Every record below needs to be written out exactly, apart from the pictures.

*** Given entries Section Begins ***

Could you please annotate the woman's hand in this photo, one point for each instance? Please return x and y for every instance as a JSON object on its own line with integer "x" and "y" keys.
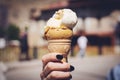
{"x": 54, "y": 68}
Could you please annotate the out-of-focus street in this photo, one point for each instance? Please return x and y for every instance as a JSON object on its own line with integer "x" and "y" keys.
{"x": 88, "y": 68}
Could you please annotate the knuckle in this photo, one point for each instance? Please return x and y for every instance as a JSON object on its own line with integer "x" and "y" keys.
{"x": 53, "y": 75}
{"x": 43, "y": 59}
{"x": 49, "y": 66}
{"x": 67, "y": 66}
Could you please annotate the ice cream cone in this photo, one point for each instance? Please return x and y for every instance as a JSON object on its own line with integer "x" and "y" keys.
{"x": 61, "y": 46}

*** Given entries Section Ends ***

## [Answer to the exercise]
Could you please annotate the woman's hand in this photo, one point for each instance? Please return x and y for every instance as a JSON object on its own line with integer "x" and "y" keys.
{"x": 54, "y": 68}
Could you please annotate the out-of-focus street in this photo, one point for each instance? Please return x and y for every instance as a JSON object on its own line with integer "x" and "y" keys.
{"x": 88, "y": 68}
Could you please annotate the knuckle in this photo, one point for each instance? Please return x and y for every instance as a JSON object on its own line with integer "x" and "y" keys.
{"x": 53, "y": 75}
{"x": 43, "y": 59}
{"x": 49, "y": 66}
{"x": 67, "y": 66}
Could you please annotate the ice cream cone in this photo, one point for each instance? Please return x and y for every instance as a JSON object on its own line with integer "x" and "y" keys.
{"x": 61, "y": 46}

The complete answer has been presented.